▶ **Wat je doet**
Wat heeft degene gedaan die volgens de vraag in de tekst over het Oude en Nieuwe Verbond, die begint met "hoeveel te meer", een zwaardere straf verdient? Noem alle handelingen.

▶ **Gegeven tekst**
# # # # # # #
De vergelijking wordt gemaakt met het terzijde stellen van de wet
van Mozes. Wie dat deed, werd zonder medelijden gedood op het
getuigenis van twee of drie personen. Er moest niet worden gerekend
op een mildere straf. Als dat onder het Oude Verbond reeds het geval
was, hoeveel te meer zal hij die de Zoon van God met de voeten heeft
getreden, dan verdienen? Die het bloed van het verbond waardoor hij
geheiligd was, onrein geacht en de Geest der genade gesmaad heeft?
Het Nieuwe Verbond is in alle opzichten beter dan het Oude. Daarom
zal ook de straf voor het overtreden onder het Nieuwe des te
zwaarder zijn dan het Oude. Het gaat over christenen die leven en
handelen uit arrogantie alsof ze Jezus en Zijn bloed niet nodig
hebben en het als alledaags of zelfs als onheilig beschouwen. Het
gaat over christenen die de Geest van de genade gesmaad hebben, d.i.
# # # # # # #
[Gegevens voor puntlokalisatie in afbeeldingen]
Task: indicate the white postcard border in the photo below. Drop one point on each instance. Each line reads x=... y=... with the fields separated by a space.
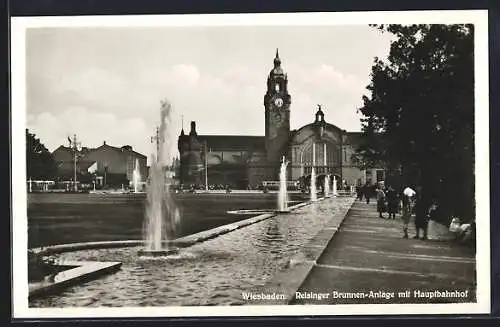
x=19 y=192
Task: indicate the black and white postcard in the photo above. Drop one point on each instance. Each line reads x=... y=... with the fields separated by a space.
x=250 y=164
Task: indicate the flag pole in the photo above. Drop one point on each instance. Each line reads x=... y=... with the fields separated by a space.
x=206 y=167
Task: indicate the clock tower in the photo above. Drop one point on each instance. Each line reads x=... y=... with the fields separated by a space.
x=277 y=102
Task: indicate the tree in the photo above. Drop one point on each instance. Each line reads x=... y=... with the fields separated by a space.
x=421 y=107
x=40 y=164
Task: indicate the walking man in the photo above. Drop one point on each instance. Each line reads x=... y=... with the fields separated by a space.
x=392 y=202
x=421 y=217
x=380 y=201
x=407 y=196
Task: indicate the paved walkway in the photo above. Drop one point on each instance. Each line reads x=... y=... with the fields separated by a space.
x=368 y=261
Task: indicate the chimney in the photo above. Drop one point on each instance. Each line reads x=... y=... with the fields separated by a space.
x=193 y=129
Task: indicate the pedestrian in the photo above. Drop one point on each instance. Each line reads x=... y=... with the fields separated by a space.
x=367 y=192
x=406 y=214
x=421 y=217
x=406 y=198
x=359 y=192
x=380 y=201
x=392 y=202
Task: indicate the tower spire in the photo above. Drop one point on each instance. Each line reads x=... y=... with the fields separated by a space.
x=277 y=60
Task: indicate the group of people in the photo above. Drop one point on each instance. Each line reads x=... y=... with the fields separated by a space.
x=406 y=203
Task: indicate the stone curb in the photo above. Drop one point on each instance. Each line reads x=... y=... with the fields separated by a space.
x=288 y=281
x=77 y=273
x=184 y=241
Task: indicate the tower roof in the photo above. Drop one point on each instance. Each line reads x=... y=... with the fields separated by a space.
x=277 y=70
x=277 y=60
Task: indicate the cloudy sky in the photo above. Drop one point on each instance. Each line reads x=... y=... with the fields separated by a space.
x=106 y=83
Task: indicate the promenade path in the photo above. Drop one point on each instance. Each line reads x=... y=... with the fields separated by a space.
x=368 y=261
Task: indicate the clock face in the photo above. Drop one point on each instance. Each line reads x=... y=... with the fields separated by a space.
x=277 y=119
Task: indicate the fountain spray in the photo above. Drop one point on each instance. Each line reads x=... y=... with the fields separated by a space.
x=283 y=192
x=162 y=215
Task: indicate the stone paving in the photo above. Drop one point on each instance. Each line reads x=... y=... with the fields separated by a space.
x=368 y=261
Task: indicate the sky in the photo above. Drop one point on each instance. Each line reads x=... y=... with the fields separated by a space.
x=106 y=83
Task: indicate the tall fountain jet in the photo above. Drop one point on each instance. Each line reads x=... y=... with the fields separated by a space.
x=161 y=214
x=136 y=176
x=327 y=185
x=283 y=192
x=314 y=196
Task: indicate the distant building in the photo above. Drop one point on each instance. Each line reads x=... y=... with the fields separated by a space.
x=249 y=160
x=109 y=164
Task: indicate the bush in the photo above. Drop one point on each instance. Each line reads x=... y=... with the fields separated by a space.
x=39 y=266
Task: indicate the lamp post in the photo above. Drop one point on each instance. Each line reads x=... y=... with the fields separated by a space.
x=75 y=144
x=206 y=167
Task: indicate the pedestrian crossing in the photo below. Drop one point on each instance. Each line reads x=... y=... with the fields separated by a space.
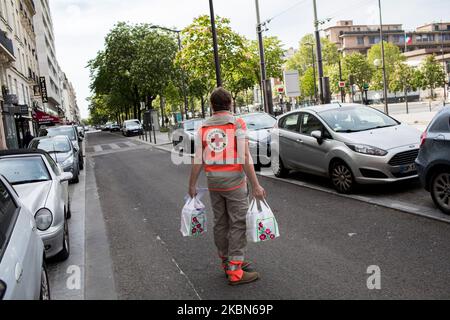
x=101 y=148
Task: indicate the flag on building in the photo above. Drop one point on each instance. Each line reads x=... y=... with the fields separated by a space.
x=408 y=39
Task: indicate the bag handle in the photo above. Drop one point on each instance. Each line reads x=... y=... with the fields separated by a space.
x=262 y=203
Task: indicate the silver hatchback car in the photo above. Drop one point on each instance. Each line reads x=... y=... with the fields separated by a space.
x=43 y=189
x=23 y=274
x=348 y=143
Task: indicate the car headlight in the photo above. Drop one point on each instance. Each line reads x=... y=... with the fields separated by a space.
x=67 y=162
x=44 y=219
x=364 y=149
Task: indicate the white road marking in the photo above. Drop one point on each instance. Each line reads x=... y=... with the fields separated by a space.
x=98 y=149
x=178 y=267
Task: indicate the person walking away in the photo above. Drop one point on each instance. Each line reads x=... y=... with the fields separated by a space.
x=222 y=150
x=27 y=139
# # # # # # #
▶ **Uitkomst oefening**
- Hij heeft de Zoon van God met de voeten getreden.
- Hij heeft het bloed van het verbond waardoor hij geheiligd was onrein geacht.
- Hij heeft de Geest der genade gesmaad.